(Aim of the task): Pull out every line in the data below that contains the string "long", and copy each one unchanged.

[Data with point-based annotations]
--- Start ---
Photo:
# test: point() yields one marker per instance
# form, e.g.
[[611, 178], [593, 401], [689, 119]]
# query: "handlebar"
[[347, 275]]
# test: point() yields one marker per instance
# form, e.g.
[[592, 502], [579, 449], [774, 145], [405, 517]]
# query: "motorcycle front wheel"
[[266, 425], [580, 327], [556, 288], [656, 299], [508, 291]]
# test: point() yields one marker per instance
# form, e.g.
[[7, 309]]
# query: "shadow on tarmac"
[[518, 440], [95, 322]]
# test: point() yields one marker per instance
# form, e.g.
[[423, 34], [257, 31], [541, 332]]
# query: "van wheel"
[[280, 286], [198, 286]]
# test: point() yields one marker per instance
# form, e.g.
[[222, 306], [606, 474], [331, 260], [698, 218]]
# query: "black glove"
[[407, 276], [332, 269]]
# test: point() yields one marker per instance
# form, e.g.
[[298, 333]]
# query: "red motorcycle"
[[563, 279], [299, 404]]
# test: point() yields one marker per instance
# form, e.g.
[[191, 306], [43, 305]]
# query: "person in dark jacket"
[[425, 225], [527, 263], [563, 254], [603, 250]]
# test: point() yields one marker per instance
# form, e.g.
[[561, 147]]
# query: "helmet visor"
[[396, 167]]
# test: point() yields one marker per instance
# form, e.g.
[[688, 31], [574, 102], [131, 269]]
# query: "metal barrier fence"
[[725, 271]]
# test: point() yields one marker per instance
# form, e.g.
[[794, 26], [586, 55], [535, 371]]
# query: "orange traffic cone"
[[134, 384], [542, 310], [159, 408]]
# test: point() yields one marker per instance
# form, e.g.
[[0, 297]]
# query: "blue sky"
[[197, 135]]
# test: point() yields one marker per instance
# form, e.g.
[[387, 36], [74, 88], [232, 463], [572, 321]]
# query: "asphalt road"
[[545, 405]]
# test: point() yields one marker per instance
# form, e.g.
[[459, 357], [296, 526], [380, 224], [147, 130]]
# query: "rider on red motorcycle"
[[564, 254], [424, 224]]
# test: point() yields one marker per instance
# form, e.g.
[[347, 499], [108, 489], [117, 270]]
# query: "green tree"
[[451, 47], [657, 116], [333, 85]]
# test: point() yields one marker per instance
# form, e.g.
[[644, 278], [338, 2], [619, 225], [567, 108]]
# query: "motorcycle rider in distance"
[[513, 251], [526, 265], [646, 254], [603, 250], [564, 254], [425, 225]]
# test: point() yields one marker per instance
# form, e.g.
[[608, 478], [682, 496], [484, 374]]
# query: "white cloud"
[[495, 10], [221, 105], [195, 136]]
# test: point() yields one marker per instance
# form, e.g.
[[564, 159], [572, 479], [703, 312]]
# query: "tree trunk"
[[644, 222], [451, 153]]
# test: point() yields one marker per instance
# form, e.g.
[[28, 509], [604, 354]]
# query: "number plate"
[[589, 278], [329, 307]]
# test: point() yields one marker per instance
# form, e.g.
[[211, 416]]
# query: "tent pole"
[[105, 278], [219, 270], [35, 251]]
--- End ---
--- Start ---
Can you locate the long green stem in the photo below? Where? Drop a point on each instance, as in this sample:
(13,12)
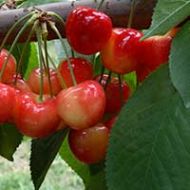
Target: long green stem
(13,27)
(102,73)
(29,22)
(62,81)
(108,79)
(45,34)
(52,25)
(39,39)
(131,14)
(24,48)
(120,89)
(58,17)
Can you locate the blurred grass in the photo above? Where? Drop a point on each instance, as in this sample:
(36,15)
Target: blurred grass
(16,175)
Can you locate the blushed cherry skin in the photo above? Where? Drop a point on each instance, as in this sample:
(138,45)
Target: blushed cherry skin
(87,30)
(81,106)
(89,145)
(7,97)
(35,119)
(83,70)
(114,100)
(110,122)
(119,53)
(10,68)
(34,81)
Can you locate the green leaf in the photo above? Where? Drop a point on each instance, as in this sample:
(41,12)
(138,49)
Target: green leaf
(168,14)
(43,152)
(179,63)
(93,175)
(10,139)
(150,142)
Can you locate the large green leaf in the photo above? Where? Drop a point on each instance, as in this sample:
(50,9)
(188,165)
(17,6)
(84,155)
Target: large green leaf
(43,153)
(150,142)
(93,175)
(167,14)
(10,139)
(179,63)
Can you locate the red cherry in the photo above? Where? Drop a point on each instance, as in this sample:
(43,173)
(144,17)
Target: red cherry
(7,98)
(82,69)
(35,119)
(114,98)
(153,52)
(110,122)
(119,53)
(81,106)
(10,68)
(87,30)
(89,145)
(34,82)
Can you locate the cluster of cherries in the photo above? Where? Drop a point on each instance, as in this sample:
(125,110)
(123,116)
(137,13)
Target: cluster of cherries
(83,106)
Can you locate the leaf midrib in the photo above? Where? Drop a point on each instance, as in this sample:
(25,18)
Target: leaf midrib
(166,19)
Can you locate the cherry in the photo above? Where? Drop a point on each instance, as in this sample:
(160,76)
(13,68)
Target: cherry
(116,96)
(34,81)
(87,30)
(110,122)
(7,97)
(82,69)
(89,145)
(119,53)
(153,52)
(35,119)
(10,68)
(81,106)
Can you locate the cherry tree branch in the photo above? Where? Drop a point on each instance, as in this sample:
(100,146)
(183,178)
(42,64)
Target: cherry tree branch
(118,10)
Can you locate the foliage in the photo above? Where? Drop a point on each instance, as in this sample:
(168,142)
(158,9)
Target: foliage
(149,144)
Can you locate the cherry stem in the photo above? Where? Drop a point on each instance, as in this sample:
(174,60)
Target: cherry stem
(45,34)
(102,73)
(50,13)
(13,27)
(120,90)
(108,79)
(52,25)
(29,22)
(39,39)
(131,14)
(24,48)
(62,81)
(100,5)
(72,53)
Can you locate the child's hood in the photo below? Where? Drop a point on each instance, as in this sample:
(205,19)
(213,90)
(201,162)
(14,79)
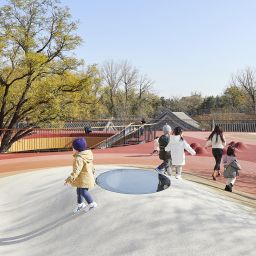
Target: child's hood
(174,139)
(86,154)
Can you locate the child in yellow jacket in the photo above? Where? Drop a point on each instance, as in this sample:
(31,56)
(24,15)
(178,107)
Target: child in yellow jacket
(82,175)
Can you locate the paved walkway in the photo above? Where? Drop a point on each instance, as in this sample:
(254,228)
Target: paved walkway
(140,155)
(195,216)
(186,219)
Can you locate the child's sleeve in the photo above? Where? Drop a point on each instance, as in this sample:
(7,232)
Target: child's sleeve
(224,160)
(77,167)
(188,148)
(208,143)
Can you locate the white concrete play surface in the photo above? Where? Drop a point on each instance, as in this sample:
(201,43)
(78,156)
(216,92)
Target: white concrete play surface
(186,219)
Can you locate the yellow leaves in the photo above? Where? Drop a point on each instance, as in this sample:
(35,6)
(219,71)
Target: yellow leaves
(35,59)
--- End ---
(Output of the task):
Can you locate the long green stem in the photo below? Where? Drop a point on each instance, as in this sample:
Target: long green stem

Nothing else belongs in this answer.